REQUIREMENTS ->
Rewrite all the entries below with "pixel coordinates" swapped for "image coordinates" and nothing else changed.

PROVIDED RECORDS ->
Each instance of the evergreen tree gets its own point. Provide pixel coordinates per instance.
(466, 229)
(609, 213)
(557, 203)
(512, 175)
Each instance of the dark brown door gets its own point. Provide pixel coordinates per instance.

WORKED SOLUTION ->
Each instance of the evergreen tree gets its own point. Provide image coordinates per instance.
(466, 229)
(609, 213)
(557, 203)
(512, 175)
Each instance of the dark brown door gets its own point. Provide image coordinates per instance.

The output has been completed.